» WHAT TO PRODUCE
Can you rewrite the stretch from the line containing "Guideline: for every instance of the black car, the" through the end of the records so that "shirt collar" becomes "coat collar" and nothing else changes?

» RECORDS PROVIDED

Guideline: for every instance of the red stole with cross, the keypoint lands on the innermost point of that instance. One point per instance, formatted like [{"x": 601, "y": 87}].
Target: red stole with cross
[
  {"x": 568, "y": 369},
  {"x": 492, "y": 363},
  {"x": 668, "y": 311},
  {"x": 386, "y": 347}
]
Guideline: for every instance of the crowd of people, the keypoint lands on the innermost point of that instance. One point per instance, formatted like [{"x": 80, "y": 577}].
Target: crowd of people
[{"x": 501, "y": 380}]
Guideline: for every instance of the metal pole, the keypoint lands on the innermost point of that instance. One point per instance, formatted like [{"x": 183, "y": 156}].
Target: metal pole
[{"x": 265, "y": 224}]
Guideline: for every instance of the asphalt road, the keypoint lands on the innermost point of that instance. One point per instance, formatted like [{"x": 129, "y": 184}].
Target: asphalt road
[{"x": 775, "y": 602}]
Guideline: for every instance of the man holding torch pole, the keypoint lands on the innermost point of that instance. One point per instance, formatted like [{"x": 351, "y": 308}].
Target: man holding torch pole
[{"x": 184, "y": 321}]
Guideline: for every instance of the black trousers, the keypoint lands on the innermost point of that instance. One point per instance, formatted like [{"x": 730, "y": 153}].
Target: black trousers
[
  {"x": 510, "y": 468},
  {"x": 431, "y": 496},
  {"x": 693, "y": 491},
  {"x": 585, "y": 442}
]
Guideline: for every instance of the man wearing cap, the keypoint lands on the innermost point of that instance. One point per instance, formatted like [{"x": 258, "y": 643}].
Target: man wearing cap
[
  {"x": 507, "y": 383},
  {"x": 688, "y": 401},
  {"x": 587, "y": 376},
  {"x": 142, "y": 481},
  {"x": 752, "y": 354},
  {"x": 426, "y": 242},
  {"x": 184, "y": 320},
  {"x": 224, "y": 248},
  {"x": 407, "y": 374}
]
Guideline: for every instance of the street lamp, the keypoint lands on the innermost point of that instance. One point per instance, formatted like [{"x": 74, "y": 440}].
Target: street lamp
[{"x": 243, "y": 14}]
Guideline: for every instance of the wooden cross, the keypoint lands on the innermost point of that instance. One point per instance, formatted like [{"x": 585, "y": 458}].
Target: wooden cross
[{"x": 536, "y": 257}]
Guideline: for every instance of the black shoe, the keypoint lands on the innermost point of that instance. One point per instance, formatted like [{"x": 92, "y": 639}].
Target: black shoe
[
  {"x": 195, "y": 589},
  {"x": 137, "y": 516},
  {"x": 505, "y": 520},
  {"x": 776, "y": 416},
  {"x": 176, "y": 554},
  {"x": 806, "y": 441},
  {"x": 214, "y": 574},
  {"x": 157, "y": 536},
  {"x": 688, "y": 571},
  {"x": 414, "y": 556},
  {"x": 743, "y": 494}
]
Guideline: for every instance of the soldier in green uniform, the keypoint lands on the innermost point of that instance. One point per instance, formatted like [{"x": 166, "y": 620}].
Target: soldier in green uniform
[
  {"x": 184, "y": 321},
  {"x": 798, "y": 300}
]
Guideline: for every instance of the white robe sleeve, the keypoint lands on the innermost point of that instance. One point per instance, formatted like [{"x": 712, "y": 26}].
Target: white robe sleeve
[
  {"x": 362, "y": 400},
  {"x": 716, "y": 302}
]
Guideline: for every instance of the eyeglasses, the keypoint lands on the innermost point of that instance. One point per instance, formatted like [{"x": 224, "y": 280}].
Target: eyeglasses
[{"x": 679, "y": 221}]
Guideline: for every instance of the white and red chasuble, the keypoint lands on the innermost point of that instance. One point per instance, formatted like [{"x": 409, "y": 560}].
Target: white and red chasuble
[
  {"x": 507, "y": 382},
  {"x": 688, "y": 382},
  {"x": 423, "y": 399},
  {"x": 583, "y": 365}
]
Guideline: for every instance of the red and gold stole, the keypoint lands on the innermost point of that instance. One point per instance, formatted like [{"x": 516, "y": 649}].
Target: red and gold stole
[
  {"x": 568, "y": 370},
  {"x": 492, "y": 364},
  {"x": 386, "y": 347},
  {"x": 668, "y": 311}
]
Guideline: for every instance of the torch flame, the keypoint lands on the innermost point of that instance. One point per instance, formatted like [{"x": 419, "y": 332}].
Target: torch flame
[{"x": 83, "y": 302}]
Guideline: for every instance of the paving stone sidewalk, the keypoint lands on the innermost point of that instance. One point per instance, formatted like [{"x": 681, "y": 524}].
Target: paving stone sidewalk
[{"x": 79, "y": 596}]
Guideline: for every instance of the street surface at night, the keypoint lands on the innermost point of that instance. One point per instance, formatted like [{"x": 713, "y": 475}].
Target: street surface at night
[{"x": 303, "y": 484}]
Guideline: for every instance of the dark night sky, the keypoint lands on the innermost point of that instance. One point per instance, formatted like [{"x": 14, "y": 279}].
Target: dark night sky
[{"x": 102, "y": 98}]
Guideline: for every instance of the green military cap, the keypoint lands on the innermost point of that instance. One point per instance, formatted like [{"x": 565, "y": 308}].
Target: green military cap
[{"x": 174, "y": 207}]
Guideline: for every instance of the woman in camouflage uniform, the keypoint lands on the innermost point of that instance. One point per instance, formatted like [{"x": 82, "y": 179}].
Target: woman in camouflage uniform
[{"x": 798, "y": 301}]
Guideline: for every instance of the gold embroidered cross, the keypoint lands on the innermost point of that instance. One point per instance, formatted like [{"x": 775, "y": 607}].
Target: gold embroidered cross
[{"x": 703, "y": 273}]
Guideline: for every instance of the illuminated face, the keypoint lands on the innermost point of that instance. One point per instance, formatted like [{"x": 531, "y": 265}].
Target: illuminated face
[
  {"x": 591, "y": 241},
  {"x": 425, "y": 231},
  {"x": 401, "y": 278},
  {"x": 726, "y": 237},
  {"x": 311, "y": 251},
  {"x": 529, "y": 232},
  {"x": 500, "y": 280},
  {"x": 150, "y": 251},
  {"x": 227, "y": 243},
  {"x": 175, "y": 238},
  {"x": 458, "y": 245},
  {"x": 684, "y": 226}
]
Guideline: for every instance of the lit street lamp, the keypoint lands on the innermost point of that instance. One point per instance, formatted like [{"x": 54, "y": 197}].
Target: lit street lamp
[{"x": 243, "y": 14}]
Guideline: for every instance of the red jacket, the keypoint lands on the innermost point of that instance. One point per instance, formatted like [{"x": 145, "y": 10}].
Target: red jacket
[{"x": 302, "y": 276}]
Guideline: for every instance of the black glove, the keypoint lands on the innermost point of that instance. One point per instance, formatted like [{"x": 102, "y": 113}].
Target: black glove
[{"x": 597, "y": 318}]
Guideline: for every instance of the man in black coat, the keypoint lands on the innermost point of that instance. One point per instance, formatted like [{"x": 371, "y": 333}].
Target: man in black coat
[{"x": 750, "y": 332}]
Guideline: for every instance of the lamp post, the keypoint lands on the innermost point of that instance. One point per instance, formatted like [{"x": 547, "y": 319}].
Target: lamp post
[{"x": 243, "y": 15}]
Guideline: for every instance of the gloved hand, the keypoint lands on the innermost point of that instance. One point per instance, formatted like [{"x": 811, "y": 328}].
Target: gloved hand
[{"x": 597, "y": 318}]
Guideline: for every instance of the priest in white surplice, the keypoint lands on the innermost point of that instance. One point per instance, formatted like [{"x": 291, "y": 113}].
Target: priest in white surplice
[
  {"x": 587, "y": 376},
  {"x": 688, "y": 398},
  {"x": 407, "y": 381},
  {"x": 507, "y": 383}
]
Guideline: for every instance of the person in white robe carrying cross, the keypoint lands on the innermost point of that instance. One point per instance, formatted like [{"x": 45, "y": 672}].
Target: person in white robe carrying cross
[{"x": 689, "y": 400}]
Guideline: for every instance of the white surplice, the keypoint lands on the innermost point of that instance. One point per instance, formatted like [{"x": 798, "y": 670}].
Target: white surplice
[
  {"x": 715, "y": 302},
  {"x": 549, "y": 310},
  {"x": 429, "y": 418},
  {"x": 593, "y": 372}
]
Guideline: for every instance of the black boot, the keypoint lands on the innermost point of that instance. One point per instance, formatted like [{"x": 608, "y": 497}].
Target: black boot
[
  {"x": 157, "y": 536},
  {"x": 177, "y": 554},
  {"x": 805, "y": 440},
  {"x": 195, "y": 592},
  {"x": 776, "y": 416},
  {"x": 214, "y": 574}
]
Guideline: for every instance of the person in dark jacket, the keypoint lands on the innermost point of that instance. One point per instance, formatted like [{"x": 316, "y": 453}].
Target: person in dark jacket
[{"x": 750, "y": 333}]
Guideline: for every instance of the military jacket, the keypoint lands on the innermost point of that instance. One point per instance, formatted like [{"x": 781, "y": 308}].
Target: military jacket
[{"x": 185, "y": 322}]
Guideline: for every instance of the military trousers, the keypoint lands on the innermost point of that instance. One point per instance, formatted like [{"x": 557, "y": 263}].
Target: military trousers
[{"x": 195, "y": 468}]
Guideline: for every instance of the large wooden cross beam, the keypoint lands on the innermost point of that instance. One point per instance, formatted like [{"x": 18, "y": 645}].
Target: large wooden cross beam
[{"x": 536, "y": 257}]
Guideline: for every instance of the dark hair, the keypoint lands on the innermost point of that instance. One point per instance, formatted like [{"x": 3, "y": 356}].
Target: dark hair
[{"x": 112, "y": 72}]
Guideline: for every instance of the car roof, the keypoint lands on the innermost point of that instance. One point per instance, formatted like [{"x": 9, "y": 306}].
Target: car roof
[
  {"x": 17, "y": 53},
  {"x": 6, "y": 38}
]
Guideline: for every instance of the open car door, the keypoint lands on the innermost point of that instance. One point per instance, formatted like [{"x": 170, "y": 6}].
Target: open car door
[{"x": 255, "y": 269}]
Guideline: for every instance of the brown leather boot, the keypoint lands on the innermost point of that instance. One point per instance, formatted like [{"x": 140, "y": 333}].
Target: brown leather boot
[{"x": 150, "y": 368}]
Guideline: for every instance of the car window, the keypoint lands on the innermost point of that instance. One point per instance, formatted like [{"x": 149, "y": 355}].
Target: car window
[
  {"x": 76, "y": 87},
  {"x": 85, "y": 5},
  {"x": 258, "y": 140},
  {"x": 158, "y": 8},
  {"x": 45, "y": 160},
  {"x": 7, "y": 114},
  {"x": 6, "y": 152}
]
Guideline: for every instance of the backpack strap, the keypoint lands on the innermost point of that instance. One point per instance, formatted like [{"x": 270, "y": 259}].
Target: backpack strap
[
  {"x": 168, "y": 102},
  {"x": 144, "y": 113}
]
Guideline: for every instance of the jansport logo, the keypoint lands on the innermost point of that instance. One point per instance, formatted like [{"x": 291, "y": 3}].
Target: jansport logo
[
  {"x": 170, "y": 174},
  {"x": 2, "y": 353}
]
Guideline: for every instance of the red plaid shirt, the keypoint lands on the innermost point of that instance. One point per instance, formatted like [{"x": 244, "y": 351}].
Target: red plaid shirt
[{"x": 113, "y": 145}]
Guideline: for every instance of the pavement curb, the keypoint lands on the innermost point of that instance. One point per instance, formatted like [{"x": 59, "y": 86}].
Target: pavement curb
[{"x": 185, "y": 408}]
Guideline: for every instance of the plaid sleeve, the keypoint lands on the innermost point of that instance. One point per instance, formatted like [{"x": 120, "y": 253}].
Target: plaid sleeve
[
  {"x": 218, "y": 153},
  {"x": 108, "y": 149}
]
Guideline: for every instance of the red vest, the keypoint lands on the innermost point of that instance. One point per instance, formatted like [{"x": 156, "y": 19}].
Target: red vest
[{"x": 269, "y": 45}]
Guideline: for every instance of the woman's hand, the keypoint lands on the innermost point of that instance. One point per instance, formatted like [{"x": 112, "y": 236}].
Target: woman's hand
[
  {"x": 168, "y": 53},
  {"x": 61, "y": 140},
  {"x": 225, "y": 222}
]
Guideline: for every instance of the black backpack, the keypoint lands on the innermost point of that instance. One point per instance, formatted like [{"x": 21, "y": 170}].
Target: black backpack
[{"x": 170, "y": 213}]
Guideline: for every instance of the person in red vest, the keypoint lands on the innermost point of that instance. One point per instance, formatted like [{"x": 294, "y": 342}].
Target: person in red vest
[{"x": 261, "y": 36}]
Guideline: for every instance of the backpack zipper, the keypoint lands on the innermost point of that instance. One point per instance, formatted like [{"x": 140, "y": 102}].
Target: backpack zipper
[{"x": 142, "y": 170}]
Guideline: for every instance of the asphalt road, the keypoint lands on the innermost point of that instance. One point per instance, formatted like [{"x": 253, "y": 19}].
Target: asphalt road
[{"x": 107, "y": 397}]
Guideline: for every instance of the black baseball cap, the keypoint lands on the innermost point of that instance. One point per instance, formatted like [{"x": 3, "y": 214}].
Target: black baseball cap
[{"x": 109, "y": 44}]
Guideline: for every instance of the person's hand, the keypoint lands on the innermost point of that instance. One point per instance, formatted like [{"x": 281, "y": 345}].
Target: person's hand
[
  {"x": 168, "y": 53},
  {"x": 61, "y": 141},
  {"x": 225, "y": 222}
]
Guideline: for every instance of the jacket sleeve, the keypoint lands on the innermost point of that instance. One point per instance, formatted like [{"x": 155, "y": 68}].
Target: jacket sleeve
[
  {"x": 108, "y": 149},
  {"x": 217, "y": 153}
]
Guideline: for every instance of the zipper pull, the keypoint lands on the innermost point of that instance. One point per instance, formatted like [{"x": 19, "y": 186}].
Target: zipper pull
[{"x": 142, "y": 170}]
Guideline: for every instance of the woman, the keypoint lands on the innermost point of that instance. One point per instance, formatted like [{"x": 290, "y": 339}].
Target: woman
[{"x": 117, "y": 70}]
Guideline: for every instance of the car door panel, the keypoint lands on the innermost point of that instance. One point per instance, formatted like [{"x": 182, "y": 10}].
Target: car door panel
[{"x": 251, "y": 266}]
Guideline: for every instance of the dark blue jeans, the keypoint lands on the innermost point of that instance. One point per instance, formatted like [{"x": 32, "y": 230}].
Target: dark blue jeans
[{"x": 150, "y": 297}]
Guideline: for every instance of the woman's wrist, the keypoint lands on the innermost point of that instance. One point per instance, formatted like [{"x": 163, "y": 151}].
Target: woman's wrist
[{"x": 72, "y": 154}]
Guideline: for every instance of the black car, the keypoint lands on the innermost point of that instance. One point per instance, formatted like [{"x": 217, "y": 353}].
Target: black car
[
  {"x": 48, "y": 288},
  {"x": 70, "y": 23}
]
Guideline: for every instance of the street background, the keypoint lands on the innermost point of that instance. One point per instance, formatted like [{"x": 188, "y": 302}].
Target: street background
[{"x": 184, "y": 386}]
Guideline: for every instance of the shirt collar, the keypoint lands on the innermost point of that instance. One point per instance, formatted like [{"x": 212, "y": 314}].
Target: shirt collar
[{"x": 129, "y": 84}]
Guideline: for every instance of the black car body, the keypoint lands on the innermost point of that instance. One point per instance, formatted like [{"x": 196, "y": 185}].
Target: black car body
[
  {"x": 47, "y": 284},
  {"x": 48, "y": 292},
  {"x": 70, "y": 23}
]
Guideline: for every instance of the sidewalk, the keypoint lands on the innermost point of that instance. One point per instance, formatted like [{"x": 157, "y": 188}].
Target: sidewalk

» TASK RESULT
Guideline: for every instance of the black car, the keypoint lands on the innermost point of that instance. One point per instance, formatted like [{"x": 217, "y": 353}].
Target: black car
[
  {"x": 48, "y": 288},
  {"x": 70, "y": 23}
]
Guideline: for every instance of the street background, the keypoint lands on the innermost point of that instance. One point per instance, formatted like [{"x": 188, "y": 302}].
Target: street background
[{"x": 184, "y": 386}]
Guideline: for every instance of the coat collar, the keypoint lands on the innermost point of that instance. One point per instance, formatted like [{"x": 212, "y": 314}].
Target: coat collar
[{"x": 129, "y": 84}]
Guideline: for every instance of the black car body, the keypoint lands on the innermost point of that instance. One point per instance, formatted like [{"x": 196, "y": 185}].
Target: black car body
[
  {"x": 47, "y": 284},
  {"x": 48, "y": 292},
  {"x": 70, "y": 23}
]
Guideline: for every instance of the sidewalk, the keypoint lands on the innermost point of that instance. One point per instance, formatted like [{"x": 157, "y": 188}].
Target: sidewalk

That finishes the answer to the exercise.